▶ _Goal_
Please answer from the article on poverty in Czechia: who is the author of the PAQ Research study?

▶ _Passage shown_
A new study by the PAQ Research agency finds that poverty in Czechia is significantly worse than previously indicated by EU statistics (Eurostat), with seniors, single parents, and renters most at risk. The findings, published by Czech media outlet iDnes, challenge the Eurostat ranking often cited by Czech politicians.
Eurostat’s 2024 data had ranked the Czech Republic among the countries with the lowest poverty rates in the EU. However, economists argue that Eurostat’s comparison is misleading, as it measures income inequality within countries rather than actual poverty levels.
“If we want to compare living standards across countries, we have to set the income threshold at the level of the whole of Europe, taking into account price differences. After conversion, about a fifth of Czechs are poor,” said PAQ study author Michal Škvrňák.
Eu countries with highest poverty risk (percent)
According to PAQ, “About 21 percent of Czechs suffer from relative income poverty comparable to Europe.” That places the country below the EU average and behind Austria, Germany, Italy, and Slovenia, though ahead of Poland, Slovakia, Lithuania, and Croatia.
The study also highlighted specific vulnerable groups. Compared with EU averages, the Czech Republic has more poor seniors living alone, 62 percent versus 28 percent.

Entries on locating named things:
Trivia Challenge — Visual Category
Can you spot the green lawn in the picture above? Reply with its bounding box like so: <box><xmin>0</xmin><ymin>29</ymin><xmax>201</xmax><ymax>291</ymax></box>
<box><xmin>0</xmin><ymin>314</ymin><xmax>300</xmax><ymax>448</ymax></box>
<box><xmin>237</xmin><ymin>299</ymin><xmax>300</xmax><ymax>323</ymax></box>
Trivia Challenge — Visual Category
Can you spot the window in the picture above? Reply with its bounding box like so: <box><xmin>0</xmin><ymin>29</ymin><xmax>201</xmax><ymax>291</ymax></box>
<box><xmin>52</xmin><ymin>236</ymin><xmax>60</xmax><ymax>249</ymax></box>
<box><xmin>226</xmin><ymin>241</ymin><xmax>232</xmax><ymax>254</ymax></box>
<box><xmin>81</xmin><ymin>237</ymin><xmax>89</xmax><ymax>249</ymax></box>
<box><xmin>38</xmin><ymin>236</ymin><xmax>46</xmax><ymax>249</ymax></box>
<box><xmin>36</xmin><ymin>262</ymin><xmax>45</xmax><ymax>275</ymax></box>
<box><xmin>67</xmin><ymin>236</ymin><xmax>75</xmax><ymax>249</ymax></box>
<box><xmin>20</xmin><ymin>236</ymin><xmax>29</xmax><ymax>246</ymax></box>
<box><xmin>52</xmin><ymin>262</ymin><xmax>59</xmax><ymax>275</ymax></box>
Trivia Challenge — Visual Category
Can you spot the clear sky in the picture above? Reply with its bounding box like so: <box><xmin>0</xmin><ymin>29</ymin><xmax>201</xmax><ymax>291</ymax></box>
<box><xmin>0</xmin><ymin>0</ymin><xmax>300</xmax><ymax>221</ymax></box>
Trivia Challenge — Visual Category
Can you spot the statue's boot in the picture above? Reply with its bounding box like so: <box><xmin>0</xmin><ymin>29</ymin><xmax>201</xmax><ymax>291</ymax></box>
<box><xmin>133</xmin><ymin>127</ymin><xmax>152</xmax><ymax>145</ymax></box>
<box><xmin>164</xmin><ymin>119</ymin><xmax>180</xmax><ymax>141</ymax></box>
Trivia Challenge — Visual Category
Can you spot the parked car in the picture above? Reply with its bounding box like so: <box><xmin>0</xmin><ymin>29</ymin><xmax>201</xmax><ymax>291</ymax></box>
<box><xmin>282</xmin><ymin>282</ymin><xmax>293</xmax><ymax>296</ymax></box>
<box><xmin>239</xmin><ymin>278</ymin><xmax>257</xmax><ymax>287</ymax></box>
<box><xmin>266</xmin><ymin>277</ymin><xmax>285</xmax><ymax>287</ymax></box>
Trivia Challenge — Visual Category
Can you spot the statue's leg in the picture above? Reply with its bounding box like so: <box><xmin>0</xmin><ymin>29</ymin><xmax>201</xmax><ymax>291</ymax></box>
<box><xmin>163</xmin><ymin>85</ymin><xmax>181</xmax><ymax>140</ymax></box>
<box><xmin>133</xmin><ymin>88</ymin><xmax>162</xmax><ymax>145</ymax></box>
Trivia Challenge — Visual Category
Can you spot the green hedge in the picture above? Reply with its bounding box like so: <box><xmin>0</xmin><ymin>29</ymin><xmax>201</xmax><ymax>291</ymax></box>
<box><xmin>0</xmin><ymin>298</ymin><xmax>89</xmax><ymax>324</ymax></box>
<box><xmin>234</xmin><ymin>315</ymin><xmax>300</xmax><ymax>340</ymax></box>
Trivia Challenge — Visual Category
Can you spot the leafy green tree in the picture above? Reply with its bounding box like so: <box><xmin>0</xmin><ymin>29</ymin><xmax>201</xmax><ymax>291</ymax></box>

▶ _Answer in full_
Michal Škvrňák.